▶ Your assignment
The answer is every line in the data below that contains the word "curtain".

[Dataset records]
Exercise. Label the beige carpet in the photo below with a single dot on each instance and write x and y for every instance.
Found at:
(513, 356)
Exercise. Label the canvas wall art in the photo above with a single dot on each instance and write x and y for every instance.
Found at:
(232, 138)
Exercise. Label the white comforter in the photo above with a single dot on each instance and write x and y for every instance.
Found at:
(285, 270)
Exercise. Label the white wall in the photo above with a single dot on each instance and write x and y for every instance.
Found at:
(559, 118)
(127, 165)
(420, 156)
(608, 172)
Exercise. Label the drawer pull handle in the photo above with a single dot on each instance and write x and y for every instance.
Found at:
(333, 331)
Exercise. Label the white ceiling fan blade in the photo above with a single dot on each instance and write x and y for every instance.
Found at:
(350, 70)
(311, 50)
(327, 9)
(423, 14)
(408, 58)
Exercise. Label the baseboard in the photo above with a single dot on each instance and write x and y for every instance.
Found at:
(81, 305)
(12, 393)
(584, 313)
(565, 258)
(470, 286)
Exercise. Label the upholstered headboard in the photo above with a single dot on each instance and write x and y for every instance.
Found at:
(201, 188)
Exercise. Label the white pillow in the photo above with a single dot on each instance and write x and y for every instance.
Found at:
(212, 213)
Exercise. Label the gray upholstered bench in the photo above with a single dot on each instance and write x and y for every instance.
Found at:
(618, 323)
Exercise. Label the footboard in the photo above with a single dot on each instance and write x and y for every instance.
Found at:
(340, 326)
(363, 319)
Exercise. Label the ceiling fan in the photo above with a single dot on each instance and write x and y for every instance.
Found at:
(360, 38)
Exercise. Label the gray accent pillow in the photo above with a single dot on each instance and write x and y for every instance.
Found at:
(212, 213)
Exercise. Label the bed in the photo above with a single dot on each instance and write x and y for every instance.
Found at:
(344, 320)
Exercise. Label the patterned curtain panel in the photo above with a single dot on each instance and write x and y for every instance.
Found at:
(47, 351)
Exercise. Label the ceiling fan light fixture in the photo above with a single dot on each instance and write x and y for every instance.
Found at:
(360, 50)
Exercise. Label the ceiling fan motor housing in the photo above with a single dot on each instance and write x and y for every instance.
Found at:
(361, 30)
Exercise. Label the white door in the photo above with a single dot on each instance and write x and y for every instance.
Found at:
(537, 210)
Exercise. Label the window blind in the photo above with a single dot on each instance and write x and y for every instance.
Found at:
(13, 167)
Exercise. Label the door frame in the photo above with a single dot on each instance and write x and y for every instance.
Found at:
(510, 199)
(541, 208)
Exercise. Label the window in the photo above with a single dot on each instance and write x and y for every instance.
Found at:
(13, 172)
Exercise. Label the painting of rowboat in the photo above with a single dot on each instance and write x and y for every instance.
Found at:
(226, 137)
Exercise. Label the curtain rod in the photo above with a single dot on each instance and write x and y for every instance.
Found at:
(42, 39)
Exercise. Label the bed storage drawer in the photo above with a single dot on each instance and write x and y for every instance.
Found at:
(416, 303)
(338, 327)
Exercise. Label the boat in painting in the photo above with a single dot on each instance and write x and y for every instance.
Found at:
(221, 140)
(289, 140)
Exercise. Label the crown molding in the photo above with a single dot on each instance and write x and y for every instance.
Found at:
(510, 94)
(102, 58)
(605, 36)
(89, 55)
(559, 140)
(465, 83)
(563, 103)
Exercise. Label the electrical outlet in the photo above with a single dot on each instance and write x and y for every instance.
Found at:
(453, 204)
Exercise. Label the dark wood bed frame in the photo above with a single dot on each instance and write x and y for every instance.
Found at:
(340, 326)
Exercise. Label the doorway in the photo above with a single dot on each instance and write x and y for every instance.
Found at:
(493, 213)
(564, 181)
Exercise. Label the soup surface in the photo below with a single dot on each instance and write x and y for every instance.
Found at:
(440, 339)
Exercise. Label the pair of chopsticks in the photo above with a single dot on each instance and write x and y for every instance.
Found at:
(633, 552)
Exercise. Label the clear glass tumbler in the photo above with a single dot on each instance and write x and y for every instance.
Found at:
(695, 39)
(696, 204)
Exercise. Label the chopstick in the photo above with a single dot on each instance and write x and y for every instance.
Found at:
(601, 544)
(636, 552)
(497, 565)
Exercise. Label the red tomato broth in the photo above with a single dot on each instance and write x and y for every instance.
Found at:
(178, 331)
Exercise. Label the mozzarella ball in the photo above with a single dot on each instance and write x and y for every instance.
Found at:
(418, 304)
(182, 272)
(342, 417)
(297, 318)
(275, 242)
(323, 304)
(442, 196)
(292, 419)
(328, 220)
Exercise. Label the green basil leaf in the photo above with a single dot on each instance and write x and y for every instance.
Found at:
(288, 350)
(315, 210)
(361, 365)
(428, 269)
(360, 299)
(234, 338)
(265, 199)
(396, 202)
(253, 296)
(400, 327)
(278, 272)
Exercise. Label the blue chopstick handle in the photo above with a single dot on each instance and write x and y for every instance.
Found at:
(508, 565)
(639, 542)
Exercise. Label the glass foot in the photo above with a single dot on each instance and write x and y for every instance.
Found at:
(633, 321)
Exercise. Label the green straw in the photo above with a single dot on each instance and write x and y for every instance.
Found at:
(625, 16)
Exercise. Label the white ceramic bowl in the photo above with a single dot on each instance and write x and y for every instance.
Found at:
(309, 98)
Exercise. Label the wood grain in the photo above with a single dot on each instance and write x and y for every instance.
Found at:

▶ Output below
Exercise. Label the patterned curtain panel in the photo above with a single dot on each instance and write x and y for every instance.
Exercise. Label the curtain rod in the photo above with a single dot on each instance and write x and y for every instance.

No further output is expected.